_Required work_
Extend the personal reminiscence about radio-controlled model aircraft and family, picking up right after its final sentence.

_Supplied passage_
•••
When I was 8/9 my parents brought me a president HiFly with Hitec Radio (I think thats the brand). I spent a good few weeks building it and about ten seconds crashing it. Not put off I then built a FlyBoy and I/C engine. Took it off did some nice flying from what I remember then did a fast spiral nose in.

Then I got in to course fishing mostly pike with my largest being 20lb from a weir at Penton Hook near staines. Then girls came along followed by jobs and marriage. Had two rug rats which are now teenagers.

Of course left the R/C behind when I was ten. I did buy a ARTF, I./C engine and radio when my first was born fifthteen years back but did not have anywhere to fly so it got sold on.

My dad was a strange man and never talked about his past. When my dad got terminal cancer we did talk and he told me he had been involved with doing a lot of wiring work on the Concorde prototype. I never had any idea. He also told me that he took me down as a child with the family to see it before it flew.
•••
_Data section_
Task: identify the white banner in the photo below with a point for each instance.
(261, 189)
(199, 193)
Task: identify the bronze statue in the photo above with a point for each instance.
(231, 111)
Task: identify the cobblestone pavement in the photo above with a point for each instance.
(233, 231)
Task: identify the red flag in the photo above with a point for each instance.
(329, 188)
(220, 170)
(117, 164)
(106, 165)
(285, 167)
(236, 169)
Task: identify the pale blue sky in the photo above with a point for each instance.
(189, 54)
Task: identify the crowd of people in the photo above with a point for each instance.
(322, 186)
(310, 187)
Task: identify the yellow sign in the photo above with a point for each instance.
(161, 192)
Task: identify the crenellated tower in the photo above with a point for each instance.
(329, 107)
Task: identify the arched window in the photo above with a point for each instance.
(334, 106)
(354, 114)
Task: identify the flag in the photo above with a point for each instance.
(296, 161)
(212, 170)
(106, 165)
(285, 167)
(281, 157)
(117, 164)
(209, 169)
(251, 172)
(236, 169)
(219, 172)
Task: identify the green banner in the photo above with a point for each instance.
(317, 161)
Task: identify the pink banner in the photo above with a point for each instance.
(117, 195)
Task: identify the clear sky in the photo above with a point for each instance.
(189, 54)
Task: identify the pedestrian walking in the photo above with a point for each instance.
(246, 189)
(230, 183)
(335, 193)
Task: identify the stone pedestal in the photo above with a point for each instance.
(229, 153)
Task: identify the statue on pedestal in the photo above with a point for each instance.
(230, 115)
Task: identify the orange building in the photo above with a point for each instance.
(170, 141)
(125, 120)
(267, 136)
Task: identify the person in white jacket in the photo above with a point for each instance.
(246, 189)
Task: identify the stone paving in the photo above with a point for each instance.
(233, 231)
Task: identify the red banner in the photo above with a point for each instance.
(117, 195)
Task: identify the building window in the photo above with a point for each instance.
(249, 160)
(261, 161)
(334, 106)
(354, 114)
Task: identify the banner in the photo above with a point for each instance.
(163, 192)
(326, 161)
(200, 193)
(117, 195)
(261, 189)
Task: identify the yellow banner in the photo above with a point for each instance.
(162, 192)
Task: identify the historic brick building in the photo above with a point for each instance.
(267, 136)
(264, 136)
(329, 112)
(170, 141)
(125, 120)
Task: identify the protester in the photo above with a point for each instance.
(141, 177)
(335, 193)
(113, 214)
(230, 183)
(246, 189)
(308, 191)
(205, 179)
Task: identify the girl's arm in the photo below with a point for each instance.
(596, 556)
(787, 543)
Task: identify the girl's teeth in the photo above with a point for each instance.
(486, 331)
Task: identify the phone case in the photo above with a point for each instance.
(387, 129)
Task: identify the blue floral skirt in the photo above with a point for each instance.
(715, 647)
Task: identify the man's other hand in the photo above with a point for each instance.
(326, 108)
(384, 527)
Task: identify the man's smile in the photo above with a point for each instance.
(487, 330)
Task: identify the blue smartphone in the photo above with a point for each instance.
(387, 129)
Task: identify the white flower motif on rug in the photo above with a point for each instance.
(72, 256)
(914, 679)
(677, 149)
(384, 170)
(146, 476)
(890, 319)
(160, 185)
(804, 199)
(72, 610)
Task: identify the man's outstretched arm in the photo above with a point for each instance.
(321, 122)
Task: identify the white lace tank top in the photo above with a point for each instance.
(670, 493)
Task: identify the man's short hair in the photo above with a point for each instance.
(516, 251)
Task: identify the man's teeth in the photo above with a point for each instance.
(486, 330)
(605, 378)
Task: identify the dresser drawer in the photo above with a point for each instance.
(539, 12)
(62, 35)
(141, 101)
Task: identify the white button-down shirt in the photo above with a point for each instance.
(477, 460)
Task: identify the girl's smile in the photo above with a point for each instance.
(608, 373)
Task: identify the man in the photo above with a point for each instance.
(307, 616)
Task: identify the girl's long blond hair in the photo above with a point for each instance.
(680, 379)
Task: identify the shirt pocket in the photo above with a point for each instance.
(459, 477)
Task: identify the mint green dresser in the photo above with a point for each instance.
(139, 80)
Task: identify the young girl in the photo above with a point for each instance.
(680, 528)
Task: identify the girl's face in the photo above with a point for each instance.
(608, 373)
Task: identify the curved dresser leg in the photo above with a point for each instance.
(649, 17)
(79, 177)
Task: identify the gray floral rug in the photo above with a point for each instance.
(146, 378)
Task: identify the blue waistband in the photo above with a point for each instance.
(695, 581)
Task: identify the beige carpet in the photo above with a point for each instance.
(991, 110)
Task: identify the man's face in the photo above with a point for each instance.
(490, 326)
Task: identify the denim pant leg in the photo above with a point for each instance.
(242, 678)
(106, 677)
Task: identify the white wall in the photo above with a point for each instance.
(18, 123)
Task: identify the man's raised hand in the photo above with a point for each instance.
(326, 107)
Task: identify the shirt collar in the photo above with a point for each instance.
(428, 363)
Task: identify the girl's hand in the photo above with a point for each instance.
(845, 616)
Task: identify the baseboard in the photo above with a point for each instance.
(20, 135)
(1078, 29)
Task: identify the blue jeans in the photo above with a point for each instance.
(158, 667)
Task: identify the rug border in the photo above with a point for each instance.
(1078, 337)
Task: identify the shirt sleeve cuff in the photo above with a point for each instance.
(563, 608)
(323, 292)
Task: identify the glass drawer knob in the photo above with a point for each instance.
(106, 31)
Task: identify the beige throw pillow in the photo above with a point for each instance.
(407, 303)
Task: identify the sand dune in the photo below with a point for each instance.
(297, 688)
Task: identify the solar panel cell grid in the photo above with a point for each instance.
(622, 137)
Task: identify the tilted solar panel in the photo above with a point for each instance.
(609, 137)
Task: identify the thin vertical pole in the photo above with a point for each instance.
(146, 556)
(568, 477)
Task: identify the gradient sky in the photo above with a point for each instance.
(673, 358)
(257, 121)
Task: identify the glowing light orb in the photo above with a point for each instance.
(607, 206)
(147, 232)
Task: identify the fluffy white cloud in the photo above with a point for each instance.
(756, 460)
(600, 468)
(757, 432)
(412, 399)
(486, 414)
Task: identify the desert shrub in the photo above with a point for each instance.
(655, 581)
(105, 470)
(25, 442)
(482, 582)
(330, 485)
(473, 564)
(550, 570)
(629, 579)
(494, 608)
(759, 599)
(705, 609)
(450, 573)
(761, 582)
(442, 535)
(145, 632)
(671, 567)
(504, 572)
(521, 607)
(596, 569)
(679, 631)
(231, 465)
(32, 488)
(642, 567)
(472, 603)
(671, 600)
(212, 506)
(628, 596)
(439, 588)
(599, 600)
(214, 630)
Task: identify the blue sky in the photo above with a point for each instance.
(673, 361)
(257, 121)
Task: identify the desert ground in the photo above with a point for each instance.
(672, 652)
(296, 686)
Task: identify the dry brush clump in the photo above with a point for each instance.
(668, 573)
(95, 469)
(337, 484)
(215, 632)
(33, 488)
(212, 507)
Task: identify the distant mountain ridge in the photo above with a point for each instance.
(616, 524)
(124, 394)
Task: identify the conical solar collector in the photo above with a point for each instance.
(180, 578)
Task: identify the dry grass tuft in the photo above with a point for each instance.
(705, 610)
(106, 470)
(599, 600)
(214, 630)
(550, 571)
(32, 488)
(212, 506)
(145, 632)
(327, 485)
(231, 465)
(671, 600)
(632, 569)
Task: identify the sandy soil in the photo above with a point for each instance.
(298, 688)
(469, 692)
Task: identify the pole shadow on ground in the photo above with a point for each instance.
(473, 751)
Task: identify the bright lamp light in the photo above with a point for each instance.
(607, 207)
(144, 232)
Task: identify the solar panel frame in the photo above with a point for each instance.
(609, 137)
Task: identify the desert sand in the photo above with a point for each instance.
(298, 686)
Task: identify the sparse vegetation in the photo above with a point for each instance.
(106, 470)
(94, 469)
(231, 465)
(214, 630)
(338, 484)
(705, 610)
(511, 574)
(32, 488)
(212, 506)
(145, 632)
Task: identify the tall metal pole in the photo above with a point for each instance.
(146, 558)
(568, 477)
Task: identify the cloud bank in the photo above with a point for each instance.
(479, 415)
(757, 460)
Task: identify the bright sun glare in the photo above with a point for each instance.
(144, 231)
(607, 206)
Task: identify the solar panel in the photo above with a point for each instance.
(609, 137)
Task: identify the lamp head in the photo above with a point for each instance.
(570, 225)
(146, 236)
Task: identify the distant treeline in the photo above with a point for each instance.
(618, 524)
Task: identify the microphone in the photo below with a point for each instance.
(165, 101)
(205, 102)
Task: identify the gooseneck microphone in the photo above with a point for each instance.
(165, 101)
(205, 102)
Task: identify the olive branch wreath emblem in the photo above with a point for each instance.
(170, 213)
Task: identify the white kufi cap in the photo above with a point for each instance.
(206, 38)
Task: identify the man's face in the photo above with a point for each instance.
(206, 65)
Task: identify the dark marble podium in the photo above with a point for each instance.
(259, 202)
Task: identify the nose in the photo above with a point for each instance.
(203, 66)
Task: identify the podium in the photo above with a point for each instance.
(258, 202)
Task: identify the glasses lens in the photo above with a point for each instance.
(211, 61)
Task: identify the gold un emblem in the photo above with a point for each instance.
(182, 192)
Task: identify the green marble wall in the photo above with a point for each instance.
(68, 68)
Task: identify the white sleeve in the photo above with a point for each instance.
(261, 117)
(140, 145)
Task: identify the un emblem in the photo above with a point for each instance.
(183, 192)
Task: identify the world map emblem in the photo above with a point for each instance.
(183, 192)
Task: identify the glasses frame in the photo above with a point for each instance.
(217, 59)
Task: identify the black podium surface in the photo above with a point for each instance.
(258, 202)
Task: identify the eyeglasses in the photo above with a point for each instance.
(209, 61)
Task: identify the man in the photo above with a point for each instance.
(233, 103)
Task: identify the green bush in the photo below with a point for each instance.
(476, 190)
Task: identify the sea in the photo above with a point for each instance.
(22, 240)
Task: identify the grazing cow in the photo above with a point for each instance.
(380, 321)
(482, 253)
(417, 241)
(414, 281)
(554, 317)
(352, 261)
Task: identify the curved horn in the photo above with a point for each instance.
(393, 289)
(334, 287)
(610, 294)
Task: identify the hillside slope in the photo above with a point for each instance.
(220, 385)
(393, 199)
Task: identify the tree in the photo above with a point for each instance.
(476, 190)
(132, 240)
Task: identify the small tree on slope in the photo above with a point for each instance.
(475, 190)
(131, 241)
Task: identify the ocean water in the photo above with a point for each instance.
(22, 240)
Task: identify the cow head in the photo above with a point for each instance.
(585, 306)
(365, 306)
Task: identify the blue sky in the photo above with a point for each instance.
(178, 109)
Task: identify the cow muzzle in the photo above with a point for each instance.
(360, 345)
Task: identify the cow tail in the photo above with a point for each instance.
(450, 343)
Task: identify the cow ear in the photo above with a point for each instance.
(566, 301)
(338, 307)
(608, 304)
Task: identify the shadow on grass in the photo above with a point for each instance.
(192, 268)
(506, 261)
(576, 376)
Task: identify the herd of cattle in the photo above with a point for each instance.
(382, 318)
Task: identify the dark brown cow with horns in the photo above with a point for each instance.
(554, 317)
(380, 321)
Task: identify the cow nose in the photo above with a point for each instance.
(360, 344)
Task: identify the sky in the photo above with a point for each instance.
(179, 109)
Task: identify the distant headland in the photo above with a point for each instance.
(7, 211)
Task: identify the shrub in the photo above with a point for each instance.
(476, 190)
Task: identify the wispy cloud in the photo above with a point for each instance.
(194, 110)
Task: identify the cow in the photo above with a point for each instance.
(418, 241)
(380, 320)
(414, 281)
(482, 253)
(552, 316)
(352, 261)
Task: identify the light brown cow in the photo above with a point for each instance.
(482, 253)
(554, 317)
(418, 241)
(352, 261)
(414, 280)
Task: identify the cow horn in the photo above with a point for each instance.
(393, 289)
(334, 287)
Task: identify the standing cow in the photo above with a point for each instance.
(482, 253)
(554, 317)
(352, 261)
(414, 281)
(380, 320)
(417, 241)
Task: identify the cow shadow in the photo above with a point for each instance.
•••
_Result of this exercise_
It was then that it became clear why I was so intrested in aircraft. I decided that I wanted to get back in to the hobby, build from a kit and fly it. this time not crashing. I Joined a club and they helped me to learn to fly. I passed my A-cert a year later and brought a few models such as the Pulse xt25 and the large Pawnee 40. A year later I brought the P47 Topflight kit and have been building this ever since.

I enjoy building and flying as well as ARTF's

I found out last year I have ADHD and have done ever since I was a child. What is strange is now it makes sense to me. why I never had a lot of friends and enjloyed time on my own. It makes even more sense to me why I like this hobby.